***** PROVIDED DATA *****
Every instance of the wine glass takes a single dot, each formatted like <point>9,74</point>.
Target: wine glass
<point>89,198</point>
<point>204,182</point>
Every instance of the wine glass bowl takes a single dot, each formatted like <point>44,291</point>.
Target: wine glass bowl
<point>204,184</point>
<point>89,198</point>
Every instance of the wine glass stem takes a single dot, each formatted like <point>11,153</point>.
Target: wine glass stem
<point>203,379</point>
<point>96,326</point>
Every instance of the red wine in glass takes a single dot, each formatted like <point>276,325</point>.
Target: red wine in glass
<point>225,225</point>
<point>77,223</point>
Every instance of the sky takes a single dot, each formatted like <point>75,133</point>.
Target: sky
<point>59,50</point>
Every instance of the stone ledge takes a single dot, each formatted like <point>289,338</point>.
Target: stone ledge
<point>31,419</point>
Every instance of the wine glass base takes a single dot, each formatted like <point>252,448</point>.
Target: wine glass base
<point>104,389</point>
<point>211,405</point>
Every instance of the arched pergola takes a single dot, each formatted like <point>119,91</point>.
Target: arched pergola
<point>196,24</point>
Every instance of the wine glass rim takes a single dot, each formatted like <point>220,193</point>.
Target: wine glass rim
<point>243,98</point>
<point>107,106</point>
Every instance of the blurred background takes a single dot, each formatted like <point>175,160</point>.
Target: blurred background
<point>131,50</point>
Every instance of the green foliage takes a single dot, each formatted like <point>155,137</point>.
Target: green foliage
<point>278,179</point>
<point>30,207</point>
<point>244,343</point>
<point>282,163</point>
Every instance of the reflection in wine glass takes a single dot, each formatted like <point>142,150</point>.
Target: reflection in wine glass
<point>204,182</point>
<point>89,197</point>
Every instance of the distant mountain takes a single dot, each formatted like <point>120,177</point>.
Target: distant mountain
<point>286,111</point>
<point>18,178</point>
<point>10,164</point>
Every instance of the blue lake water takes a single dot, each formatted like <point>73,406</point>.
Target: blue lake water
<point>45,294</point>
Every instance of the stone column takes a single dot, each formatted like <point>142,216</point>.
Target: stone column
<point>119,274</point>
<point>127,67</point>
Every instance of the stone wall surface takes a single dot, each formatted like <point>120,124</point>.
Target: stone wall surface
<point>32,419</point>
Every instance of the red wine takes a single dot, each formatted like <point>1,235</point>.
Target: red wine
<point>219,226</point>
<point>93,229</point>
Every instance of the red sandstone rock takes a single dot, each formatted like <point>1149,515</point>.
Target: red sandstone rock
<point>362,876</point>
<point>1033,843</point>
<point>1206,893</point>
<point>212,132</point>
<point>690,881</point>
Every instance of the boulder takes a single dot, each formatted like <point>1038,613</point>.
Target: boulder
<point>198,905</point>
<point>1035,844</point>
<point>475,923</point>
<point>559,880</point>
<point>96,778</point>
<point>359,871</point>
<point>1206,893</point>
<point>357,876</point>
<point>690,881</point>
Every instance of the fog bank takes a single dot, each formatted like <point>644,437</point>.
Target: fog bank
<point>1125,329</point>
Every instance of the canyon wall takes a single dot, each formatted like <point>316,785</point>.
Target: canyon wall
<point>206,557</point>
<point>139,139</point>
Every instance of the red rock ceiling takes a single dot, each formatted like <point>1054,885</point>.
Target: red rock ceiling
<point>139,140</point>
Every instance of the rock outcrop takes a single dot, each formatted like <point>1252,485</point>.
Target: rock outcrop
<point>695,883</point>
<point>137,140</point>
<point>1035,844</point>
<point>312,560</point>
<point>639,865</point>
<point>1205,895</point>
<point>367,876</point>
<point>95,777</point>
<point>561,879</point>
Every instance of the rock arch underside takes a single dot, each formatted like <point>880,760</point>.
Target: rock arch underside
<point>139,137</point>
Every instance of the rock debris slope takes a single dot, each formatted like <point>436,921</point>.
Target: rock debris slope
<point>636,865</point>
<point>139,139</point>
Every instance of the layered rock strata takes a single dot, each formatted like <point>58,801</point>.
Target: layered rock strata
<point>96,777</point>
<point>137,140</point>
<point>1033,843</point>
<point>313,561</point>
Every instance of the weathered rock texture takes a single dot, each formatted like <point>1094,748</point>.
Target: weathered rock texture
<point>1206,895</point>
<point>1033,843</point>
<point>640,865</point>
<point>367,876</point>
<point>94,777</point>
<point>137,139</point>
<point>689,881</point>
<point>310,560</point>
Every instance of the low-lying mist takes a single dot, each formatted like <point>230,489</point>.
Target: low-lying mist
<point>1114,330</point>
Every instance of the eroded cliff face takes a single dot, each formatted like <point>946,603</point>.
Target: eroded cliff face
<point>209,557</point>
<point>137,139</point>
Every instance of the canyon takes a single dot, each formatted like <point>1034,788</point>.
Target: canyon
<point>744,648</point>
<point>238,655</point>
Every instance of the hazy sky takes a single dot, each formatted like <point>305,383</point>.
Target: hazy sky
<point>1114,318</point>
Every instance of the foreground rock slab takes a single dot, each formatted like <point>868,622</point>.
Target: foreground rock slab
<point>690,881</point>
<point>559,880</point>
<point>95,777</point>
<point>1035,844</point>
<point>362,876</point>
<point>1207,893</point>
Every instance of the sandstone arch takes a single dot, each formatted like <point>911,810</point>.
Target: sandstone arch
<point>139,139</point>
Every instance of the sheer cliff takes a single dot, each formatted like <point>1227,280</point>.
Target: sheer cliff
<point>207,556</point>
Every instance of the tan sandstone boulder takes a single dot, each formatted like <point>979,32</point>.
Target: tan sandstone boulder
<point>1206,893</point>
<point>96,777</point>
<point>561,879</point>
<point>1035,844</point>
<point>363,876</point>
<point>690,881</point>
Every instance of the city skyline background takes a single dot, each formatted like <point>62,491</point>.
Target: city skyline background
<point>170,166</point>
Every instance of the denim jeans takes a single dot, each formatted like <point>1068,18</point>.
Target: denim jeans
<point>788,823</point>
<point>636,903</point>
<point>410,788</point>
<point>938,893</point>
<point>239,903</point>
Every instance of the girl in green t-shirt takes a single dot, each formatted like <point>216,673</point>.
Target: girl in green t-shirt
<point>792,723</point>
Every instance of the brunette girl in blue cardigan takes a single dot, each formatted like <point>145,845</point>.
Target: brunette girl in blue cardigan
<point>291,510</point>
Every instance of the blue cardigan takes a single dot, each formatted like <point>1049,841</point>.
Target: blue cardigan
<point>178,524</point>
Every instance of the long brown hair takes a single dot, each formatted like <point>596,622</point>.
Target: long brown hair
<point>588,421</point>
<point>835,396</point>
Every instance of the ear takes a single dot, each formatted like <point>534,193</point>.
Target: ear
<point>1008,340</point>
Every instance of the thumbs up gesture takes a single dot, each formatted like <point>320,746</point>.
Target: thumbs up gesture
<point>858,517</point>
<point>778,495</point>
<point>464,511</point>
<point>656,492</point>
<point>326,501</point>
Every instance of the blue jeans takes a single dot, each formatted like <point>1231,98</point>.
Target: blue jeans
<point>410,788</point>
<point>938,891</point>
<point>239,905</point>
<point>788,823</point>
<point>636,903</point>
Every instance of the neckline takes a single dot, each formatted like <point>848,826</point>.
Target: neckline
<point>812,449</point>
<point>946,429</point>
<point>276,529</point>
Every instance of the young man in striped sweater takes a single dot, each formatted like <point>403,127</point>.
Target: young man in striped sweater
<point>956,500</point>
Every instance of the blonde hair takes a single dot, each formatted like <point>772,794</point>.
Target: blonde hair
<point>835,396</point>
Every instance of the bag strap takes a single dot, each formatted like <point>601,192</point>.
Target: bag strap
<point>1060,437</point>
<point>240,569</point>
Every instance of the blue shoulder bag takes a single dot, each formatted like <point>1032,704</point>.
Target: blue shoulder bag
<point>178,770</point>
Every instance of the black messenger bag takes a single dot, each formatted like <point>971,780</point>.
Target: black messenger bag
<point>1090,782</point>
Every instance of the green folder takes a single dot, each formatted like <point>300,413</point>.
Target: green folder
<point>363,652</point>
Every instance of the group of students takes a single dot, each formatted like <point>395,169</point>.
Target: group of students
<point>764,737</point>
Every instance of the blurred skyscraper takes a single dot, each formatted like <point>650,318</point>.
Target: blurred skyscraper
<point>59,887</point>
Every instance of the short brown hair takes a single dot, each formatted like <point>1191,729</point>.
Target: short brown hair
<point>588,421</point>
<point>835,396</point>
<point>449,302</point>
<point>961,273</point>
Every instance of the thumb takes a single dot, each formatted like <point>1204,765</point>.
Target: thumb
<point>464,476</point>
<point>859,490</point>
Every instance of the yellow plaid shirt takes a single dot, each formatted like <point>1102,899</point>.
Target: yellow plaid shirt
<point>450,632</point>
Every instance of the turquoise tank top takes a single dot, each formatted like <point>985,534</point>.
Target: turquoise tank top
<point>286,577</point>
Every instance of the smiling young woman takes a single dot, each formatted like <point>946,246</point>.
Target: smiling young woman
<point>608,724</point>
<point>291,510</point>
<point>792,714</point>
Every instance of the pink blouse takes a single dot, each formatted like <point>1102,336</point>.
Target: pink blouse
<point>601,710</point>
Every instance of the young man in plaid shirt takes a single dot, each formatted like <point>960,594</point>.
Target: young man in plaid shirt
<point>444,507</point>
*****
EXERCISE AIM
Transcribe the opening lines of the listing exactly, please. Stop after the line that contains "Every instance of the wine glass stem".

SOLVED PROBLEM
Every instance of the wine glass takes a single dot, each formatted like <point>9,74</point>.
Target: wine glass
<point>89,198</point>
<point>204,182</point>
Every instance of the wine glass bowl takes a single dot, each formatted like <point>44,291</point>.
Target: wine glass bowl
<point>204,184</point>
<point>89,198</point>
Every instance of the wine glass stem takes a single dot, each formatted like <point>11,153</point>.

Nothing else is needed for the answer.